[Data entries]

☆ ☆ ☆ ☆ ☆

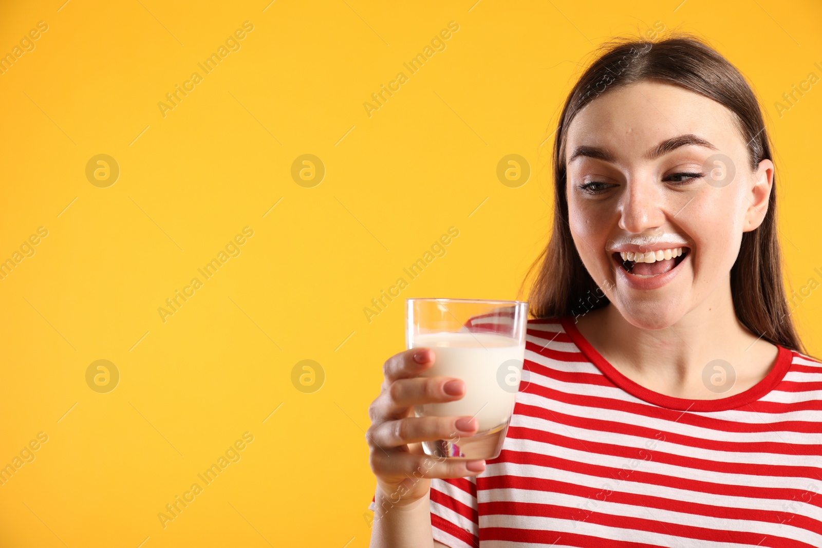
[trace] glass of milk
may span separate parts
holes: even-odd
[[[469,459],[496,458],[508,431],[525,355],[528,303],[478,299],[406,299],[408,349],[431,348],[434,365],[420,376],[450,376],[465,383],[452,402],[414,407],[417,417],[473,417],[472,436],[454,432],[423,442],[427,454]]]

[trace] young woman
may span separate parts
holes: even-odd
[[[822,546],[822,364],[792,323],[744,77],[687,35],[607,44],[566,101],[553,171],[501,454],[427,457],[421,441],[476,421],[413,406],[464,384],[417,376],[430,349],[389,358],[371,546]]]

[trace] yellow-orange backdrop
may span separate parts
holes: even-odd
[[[681,27],[750,77],[788,281],[822,281],[822,90],[776,105],[822,76],[817,2],[64,2],[0,7],[2,546],[367,546],[403,299],[518,297],[558,108],[615,35]]]

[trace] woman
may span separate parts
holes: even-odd
[[[822,366],[792,322],[745,79],[687,35],[607,44],[553,169],[502,451],[427,458],[419,442],[476,421],[413,406],[464,384],[417,377],[429,349],[389,358],[366,436],[371,546],[822,546]]]

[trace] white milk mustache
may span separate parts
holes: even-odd
[[[434,365],[420,376],[455,377],[465,382],[461,398],[418,405],[418,417],[475,416],[479,422],[478,434],[502,426],[510,417],[516,391],[510,387],[515,380],[518,385],[522,375],[524,342],[491,333],[432,333],[415,336],[412,347],[434,352]],[[500,366],[506,361],[501,374]],[[506,380],[511,391],[501,386]]]

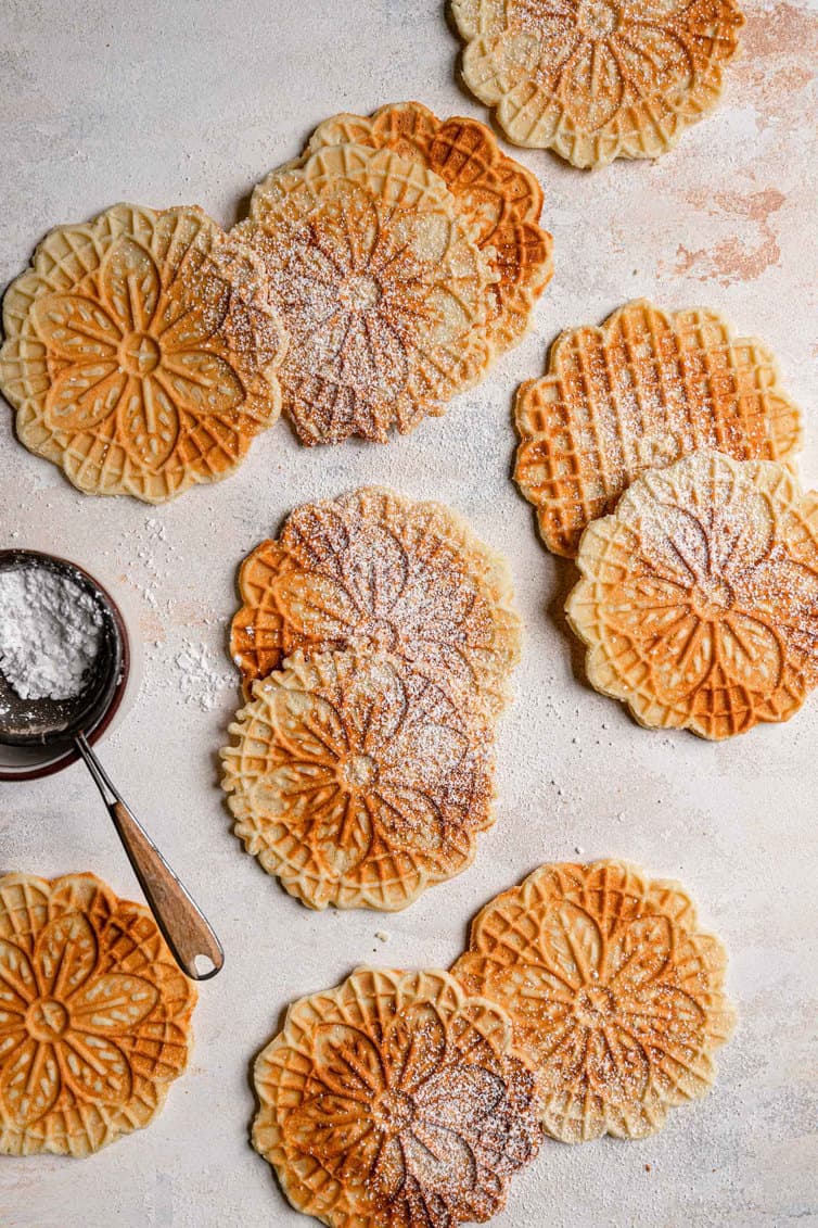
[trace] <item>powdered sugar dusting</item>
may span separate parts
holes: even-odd
[[[102,612],[67,576],[38,566],[0,571],[0,672],[21,699],[74,699],[102,640]]]

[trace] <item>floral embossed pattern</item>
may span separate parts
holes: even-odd
[[[565,607],[600,691],[641,725],[728,738],[818,680],[818,496],[784,465],[697,452],[581,540]]]
[[[554,1138],[641,1138],[704,1095],[733,1014],[721,943],[677,883],[633,866],[543,866],[472,925],[453,973],[500,1002]]]
[[[278,416],[262,268],[200,209],[61,226],[4,300],[17,436],[81,490],[161,502],[224,476]]]
[[[417,161],[321,149],[267,176],[233,233],[261,255],[292,334],[281,383],[303,443],[411,431],[492,360],[493,274],[453,194]]]
[[[383,648],[438,685],[508,701],[520,655],[505,561],[451,511],[364,489],[307,503],[239,578],[231,652],[245,680],[297,648]]]
[[[142,905],[92,874],[0,878],[0,1152],[88,1156],[146,1126],[195,1002]]]
[[[644,300],[563,333],[547,375],[520,386],[515,418],[515,480],[548,549],[569,556],[646,469],[697,448],[784,460],[801,446],[801,415],[760,341],[733,338],[716,312],[668,316]]]
[[[735,0],[453,0],[468,88],[574,166],[659,157],[716,106]]]
[[[397,657],[296,653],[229,732],[235,834],[312,907],[405,907],[492,822],[491,729]]]
[[[477,236],[494,281],[486,330],[495,349],[515,345],[530,327],[531,311],[551,280],[552,241],[540,226],[542,188],[508,157],[486,124],[438,119],[419,102],[392,103],[374,115],[335,115],[320,124],[308,146],[390,149],[438,174],[462,219]]]
[[[510,1024],[446,973],[359,969],[294,1003],[255,1063],[253,1142],[332,1228],[488,1219],[537,1152]]]

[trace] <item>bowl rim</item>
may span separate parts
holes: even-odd
[[[91,745],[102,738],[105,733],[114,716],[117,715],[119,706],[125,696],[125,689],[128,686],[128,680],[131,669],[131,651],[130,641],[128,637],[128,628],[125,626],[125,619],[123,618],[123,612],[114,600],[114,598],[108,592],[108,588],[97,580],[90,571],[82,567],[74,559],[65,559],[59,554],[49,554],[47,550],[27,550],[23,546],[6,546],[0,549],[0,564],[9,556],[17,555],[22,558],[31,559],[50,559],[54,562],[65,564],[69,567],[74,567],[78,571],[87,581],[90,581],[96,588],[99,589],[102,596],[105,598],[110,605],[110,612],[117,624],[117,630],[119,631],[121,646],[123,646],[123,661],[119,672],[119,678],[117,680],[117,686],[114,694],[110,698],[108,707],[104,710],[97,723],[93,726],[90,733],[86,734]],[[43,776],[53,776],[58,771],[63,771],[65,768],[70,768],[71,764],[77,763],[80,754],[74,748],[70,748],[58,759],[50,760],[50,763],[42,764],[40,766],[32,765],[31,768],[23,768],[21,771],[11,770],[0,765],[0,781],[16,781],[16,780],[40,780]]]

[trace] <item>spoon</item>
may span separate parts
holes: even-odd
[[[71,580],[96,602],[101,645],[80,695],[67,700],[21,699],[0,672],[0,742],[9,745],[74,744],[114,820],[128,858],[173,957],[191,980],[222,968],[224,952],[207,919],[125,803],[88,743],[103,720],[124,667],[125,631],[105,591],[76,564],[36,550],[0,550],[0,570],[45,567]],[[206,968],[202,964],[207,964]]]

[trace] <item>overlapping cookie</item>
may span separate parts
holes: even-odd
[[[516,145],[579,167],[655,158],[711,111],[736,0],[451,0],[462,76]]]
[[[618,861],[542,866],[492,900],[453,968],[511,1018],[563,1142],[643,1138],[706,1094],[733,1011],[726,957],[678,883]]]
[[[508,1016],[444,971],[362,968],[302,998],[254,1083],[254,1147],[331,1228],[482,1223],[540,1146]]]
[[[196,990],[146,907],[92,874],[0,878],[0,1152],[90,1156],[146,1126]]]
[[[641,725],[728,738],[818,682],[818,495],[781,464],[695,452],[645,473],[578,564],[589,679]]]
[[[172,499],[278,416],[286,336],[261,264],[193,206],[52,231],[6,292],[4,333],[17,437],[83,491]]]
[[[394,150],[443,179],[493,274],[486,325],[493,349],[516,344],[553,271],[533,174],[500,150],[486,124],[438,119],[419,102],[390,103],[372,117],[334,115],[315,129],[308,152],[346,144]]]
[[[505,560],[440,503],[369,488],[297,508],[239,576],[231,653],[245,683],[297,648],[383,648],[498,712],[520,656]]]
[[[548,549],[569,556],[646,469],[697,448],[789,460],[801,446],[800,411],[760,341],[735,338],[714,311],[644,300],[563,333],[547,375],[520,386],[515,419],[515,480]]]
[[[235,834],[310,907],[394,910],[472,861],[492,823],[493,732],[383,652],[297,652],[222,752]]]

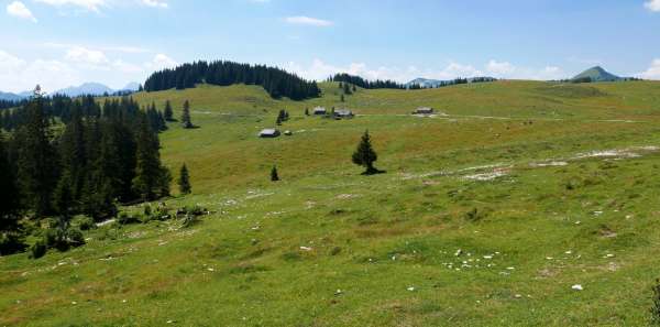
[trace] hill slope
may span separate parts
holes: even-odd
[[[359,89],[345,102],[320,87],[302,102],[243,85],[136,94],[172,100],[175,117],[190,100],[200,128],[172,123],[161,141],[194,194],[165,203],[211,214],[0,258],[0,325],[647,323],[660,264],[660,102],[648,94],[660,83]],[[439,116],[409,115],[422,103]],[[316,105],[359,116],[304,116]],[[257,139],[280,109],[294,134]],[[350,161],[366,129],[386,174]]]
[[[573,77],[573,80],[584,79],[584,78],[591,78],[592,81],[617,81],[617,80],[623,79],[622,77],[618,77],[614,74],[608,73],[607,70],[603,69],[603,67],[601,67],[601,66],[588,68],[588,69],[578,74],[575,77]]]

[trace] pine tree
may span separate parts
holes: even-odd
[[[136,134],[136,165],[133,189],[145,201],[168,195],[172,176],[161,165],[158,137],[148,127],[146,117],[140,118]]]
[[[277,167],[273,166],[273,168],[271,170],[271,182],[277,182],[279,181],[279,175],[277,174]]]
[[[51,195],[57,181],[56,152],[51,143],[48,118],[37,85],[25,109],[25,123],[15,138],[18,179],[28,206],[37,217],[51,212]]]
[[[163,117],[166,121],[174,121],[174,111],[172,110],[172,103],[169,100],[165,101],[165,109],[163,110]]]
[[[182,194],[190,194],[190,192],[193,192],[193,188],[190,186],[190,176],[188,175],[188,167],[186,166],[186,164],[182,166],[182,170],[179,172],[178,185],[179,192]]]
[[[182,113],[182,124],[185,129],[191,129],[193,126],[193,121],[190,120],[190,102],[188,102],[188,100],[186,100],[184,102],[184,111]]]
[[[363,167],[366,167],[364,175],[373,175],[380,171],[374,167],[374,162],[378,160],[378,155],[374,151],[371,144],[371,137],[369,131],[365,131],[362,135],[362,140],[358,145],[358,149],[353,153],[353,163]]]
[[[19,199],[13,167],[0,134],[0,255],[13,254],[25,248],[19,225]]]

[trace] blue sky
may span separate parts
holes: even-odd
[[[195,59],[416,77],[660,79],[660,0],[0,0],[0,90],[119,88]]]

☆ ☆ ☆ ☆ ☆

■ Written exercise
Copy only this span: the line that contains "[trace] blue sky", the last line, and every line between them.

■ Problem solution
[trace] blue sky
may span separate parts
holes: even-odd
[[[195,59],[416,77],[660,79],[660,0],[0,0],[0,90],[119,88]]]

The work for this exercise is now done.